Work to complete:
Report how many lines of the records below contain the string "roof". Case counts, and the reply should be the number alone.

Records to use:
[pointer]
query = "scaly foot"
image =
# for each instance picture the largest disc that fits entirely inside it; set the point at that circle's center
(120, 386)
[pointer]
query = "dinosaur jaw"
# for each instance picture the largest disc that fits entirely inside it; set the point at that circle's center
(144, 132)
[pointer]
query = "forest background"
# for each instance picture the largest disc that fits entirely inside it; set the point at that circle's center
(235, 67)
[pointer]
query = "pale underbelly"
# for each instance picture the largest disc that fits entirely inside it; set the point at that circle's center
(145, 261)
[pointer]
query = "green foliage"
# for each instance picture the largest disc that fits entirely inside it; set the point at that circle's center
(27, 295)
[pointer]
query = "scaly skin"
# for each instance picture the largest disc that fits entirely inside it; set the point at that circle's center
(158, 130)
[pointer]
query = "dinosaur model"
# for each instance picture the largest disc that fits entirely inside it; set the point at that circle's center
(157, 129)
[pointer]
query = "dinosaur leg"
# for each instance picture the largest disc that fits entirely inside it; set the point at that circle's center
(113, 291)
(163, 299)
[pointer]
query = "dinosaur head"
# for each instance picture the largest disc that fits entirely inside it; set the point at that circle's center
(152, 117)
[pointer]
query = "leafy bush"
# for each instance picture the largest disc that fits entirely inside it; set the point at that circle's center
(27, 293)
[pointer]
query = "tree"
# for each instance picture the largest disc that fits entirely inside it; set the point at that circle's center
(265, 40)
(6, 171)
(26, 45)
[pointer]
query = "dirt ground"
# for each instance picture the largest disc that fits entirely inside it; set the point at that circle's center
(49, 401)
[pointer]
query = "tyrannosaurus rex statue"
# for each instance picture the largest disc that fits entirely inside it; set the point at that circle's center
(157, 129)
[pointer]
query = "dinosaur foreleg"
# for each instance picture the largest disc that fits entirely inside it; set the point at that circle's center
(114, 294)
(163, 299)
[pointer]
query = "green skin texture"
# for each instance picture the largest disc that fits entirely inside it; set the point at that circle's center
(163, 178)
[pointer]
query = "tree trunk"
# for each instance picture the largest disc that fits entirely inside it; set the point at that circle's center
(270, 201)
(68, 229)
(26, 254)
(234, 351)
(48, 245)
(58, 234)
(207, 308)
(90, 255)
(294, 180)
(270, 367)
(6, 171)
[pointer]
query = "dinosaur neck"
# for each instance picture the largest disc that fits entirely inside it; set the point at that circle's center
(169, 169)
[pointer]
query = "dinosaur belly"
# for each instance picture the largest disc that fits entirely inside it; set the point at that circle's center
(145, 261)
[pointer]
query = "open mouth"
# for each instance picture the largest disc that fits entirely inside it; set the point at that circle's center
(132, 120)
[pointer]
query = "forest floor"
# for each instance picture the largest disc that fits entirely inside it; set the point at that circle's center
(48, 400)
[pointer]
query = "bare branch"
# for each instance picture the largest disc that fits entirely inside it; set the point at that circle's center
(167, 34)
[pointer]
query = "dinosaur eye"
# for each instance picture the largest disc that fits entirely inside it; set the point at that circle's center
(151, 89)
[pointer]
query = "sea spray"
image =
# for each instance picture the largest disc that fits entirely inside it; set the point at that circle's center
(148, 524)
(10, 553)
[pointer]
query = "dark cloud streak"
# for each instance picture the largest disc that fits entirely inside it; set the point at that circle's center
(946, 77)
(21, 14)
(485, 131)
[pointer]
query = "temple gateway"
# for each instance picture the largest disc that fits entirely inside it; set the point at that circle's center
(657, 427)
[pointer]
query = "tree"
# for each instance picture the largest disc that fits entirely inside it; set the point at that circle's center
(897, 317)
==
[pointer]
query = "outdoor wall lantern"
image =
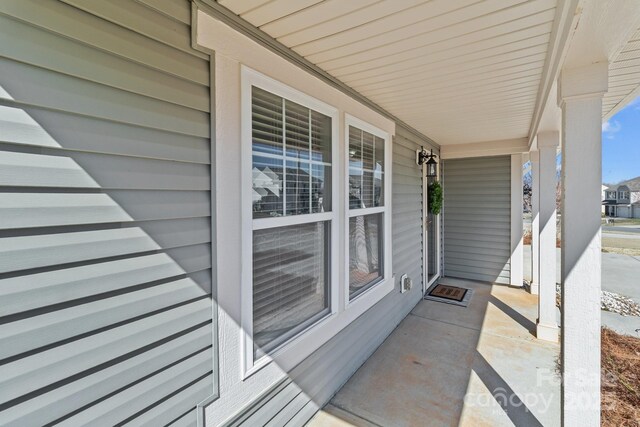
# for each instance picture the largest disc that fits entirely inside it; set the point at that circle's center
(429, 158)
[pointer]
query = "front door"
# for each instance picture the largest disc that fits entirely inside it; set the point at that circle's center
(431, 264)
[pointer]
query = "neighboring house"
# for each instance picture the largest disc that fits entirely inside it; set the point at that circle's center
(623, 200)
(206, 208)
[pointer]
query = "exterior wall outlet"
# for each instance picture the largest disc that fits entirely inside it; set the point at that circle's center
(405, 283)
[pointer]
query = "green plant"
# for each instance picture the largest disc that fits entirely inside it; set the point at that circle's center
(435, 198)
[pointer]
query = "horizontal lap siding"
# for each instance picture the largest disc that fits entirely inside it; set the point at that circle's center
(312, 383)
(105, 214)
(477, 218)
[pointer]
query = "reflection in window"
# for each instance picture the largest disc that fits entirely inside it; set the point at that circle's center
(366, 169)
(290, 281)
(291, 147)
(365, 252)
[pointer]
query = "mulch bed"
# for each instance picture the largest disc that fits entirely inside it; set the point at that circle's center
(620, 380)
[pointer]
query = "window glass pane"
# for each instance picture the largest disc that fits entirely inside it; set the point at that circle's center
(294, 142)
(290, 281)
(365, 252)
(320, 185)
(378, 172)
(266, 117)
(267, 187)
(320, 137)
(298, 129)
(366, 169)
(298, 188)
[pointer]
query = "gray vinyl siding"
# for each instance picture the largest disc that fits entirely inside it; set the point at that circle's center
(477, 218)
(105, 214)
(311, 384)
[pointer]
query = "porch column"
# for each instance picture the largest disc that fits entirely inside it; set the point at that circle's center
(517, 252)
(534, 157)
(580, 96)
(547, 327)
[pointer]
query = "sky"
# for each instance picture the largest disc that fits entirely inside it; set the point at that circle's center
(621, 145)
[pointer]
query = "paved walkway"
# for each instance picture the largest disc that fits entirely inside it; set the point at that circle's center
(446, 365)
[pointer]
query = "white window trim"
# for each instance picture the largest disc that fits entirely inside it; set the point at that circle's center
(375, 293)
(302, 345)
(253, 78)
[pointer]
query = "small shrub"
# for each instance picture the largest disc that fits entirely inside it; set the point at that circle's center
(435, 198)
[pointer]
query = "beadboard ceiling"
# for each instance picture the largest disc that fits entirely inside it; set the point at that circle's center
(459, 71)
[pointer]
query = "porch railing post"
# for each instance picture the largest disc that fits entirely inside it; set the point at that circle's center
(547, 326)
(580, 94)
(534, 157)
==
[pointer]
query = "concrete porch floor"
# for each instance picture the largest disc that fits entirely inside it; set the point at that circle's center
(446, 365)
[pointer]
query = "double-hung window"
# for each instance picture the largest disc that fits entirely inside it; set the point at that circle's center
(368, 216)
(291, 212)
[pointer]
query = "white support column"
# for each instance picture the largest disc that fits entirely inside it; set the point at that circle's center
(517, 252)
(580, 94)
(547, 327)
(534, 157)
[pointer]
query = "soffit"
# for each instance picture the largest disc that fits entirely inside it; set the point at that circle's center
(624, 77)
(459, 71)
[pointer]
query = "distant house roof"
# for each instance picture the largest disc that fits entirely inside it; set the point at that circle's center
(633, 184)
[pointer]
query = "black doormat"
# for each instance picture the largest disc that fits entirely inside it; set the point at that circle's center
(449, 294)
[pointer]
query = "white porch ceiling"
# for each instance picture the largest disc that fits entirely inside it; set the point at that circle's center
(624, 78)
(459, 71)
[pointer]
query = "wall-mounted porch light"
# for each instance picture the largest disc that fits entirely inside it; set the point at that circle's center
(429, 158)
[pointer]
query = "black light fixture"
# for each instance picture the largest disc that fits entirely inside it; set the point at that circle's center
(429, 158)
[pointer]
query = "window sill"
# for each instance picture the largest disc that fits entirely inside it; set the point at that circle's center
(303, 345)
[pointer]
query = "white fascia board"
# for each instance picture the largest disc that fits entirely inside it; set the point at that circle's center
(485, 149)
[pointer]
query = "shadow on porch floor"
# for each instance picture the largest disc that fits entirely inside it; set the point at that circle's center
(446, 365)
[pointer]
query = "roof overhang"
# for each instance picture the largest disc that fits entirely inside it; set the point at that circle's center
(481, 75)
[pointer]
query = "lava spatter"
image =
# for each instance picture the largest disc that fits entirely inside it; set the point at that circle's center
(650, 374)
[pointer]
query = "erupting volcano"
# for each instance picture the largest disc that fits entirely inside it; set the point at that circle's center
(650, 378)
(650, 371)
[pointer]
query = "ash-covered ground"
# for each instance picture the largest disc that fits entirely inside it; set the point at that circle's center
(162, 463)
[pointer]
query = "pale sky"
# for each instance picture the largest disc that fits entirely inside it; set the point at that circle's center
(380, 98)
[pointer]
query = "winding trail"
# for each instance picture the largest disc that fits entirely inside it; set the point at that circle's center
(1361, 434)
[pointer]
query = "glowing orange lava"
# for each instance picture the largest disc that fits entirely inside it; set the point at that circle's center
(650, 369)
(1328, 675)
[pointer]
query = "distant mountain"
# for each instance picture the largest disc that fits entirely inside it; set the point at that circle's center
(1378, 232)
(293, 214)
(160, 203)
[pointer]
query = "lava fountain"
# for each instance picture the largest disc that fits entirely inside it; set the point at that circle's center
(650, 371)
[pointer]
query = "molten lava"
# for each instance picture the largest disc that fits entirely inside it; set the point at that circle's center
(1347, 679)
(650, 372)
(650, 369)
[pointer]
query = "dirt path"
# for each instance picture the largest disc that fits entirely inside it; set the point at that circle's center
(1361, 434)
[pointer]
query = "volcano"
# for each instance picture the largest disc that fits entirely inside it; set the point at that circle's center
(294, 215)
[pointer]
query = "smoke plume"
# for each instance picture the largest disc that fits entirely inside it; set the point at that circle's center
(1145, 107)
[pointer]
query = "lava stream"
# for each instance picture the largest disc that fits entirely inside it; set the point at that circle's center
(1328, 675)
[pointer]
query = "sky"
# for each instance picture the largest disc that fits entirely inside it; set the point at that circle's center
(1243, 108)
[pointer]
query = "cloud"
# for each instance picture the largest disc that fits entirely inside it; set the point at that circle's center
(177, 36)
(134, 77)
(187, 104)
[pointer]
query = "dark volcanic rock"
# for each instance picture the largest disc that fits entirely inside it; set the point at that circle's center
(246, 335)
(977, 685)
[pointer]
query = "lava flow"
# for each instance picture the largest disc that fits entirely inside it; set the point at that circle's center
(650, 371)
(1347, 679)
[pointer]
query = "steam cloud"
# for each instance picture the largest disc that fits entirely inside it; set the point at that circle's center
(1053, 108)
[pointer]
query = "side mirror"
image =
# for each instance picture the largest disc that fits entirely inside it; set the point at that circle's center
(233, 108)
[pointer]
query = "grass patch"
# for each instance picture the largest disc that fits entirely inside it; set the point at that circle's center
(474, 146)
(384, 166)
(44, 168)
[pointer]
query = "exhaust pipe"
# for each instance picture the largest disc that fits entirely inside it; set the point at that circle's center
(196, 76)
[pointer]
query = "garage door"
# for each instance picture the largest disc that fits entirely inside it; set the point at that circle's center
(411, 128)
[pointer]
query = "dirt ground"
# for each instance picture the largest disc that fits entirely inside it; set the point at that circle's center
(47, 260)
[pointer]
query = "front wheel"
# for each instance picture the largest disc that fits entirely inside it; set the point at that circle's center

The reply:
2